### What to produce
Copy out the stretch from the start of the items through the line that contains "660,138,1005,369", both ends included and requests included. Shift every bounding box coordinate in the answers up by 90, and leave the sample coordinates in the requests unchanged.

### Data shown
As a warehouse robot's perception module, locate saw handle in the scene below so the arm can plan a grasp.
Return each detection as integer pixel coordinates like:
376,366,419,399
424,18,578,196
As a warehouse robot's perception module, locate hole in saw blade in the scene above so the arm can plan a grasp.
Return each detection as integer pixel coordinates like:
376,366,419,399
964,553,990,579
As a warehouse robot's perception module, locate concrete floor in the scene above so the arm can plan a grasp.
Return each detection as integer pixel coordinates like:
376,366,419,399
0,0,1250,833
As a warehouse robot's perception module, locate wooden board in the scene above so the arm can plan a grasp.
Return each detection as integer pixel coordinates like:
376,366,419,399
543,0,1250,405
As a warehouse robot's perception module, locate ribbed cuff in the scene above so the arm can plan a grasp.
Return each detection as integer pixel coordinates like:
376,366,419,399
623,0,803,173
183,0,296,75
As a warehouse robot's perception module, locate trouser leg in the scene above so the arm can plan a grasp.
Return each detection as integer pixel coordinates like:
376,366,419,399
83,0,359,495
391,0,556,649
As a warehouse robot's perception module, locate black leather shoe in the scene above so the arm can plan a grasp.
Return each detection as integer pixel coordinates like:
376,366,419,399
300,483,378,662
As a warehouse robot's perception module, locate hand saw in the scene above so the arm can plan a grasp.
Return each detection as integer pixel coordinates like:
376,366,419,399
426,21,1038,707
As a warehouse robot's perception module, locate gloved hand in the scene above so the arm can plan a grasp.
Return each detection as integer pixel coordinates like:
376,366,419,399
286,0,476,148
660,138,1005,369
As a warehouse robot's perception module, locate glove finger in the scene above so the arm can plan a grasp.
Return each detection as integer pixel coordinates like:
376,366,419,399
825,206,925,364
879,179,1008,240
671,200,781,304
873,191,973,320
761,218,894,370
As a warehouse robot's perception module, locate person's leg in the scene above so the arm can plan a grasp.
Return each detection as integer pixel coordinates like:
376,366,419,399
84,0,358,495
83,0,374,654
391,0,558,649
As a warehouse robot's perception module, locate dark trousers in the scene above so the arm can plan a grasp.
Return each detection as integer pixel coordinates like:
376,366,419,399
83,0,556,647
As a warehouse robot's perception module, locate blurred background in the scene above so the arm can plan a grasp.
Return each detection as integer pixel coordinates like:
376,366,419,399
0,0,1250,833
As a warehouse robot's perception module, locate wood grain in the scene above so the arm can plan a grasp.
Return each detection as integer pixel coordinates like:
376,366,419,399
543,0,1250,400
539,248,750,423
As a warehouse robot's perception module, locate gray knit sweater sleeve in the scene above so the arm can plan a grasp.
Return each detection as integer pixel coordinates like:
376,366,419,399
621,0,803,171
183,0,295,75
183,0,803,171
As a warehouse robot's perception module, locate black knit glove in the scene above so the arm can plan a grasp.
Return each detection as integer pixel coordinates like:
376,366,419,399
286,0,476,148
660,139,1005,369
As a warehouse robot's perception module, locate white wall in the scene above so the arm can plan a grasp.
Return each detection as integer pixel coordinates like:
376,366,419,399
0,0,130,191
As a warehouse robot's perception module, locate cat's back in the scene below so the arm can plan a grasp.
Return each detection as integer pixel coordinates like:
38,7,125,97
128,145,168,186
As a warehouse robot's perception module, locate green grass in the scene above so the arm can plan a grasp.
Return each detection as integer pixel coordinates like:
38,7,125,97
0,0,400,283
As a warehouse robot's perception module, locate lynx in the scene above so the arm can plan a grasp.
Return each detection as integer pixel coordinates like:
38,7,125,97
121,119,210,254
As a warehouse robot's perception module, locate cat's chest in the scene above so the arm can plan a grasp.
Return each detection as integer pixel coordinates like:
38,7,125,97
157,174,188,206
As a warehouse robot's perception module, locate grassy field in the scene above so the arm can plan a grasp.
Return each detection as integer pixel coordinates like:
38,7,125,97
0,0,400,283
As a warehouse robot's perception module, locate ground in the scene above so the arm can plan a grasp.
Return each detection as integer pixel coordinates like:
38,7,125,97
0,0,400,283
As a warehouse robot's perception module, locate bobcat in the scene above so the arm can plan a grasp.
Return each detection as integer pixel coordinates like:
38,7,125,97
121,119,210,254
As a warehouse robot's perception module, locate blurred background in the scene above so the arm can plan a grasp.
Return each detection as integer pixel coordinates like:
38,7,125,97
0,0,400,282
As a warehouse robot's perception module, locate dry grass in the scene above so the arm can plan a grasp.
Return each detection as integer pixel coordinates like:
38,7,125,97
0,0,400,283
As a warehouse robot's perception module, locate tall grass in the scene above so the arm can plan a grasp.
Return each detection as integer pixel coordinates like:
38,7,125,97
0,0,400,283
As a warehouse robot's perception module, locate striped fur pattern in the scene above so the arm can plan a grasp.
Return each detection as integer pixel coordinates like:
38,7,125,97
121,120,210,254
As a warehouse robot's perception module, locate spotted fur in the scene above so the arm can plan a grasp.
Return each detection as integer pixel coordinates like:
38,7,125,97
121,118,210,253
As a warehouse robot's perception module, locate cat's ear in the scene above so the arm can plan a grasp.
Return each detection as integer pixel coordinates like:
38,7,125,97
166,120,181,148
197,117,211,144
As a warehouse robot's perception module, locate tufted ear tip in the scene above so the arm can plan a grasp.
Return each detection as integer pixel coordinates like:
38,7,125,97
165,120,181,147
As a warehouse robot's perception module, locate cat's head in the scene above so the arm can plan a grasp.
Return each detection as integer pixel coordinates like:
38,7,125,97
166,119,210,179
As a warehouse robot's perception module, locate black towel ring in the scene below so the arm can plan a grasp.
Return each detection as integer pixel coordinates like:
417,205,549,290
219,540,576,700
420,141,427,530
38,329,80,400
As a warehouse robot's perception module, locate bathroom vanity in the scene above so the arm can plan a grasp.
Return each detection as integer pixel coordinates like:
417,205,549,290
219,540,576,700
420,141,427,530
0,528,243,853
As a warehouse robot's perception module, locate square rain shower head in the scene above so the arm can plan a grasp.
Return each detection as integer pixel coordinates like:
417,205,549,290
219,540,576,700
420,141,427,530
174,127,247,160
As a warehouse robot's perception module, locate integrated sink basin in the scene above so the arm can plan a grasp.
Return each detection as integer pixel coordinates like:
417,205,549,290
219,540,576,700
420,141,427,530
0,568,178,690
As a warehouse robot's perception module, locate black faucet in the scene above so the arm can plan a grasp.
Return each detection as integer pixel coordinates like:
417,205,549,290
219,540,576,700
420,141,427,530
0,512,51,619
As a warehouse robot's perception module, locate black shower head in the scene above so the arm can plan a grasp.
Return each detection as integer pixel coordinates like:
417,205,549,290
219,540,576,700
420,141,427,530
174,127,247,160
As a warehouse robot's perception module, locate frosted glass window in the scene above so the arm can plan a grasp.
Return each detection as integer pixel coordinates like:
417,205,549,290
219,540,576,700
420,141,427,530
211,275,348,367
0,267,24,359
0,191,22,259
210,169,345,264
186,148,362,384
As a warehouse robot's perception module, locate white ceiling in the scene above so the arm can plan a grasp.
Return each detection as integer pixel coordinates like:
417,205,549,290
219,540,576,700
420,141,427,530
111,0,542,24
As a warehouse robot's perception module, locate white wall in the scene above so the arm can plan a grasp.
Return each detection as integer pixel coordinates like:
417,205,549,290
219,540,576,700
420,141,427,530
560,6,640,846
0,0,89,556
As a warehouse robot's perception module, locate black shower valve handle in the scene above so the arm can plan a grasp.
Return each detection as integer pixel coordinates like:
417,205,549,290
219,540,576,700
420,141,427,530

### Response to the exercise
As a warehouse robot's perception module, locate saw handle in the scene below so the arm can plan a grasp.
Return each detection as integer pixel coordinates like:
376,366,419,399
514,108,668,286
As a warehouse robot's perception module, locate hole in saw blade in the scene above so the arm can plan a grasp.
Return each detection as integer pixel coordinates like:
376,366,419,399
1054,643,1080,669
As a warehouse robot's perception module, locate concrete floor in the scene above so the arm can plan a grasp.
Return each detection as integer pixel coordinates like:
376,366,419,399
90,90,1340,923
As a warehouse robot's perception module, locate wooden board in the scene above so the arm can plan a grasp.
Return each detection as integer pixel coordinates like:
376,366,419,399
633,90,1340,495
As a warehouse robot's perception module, locate ribbed cuff in the scene above so the arm can plan a grasp.
Return each detection as integer pixel coordinates like:
376,366,419,399
713,90,893,263
273,90,386,165
As a warehouse robot's perception module, locate trouser leg in the scene above so the arm can plan a grasp.
Return each detection as integer pixel coordinates like:
376,366,419,399
173,90,449,585
481,90,646,739
As a warehouse robot's perception module, locate black leather shoe in the scene above so the arm can plan a grasp.
Return each detection as integer pixel coordinates like:
376,366,419,399
390,573,468,752
As a warehouse robot's perception module, locate hand saw in the scene above so the arm can plan a grasp.
Return each detection as integer pixel coordinates like:
376,366,419,399
516,111,1128,797
As a warehouse robot's perception module, locate gloved hand in the scene above so the arm can plan a grasp.
Return each detection as integer pixel coordinates like:
376,366,419,399
376,90,566,238
750,228,1095,459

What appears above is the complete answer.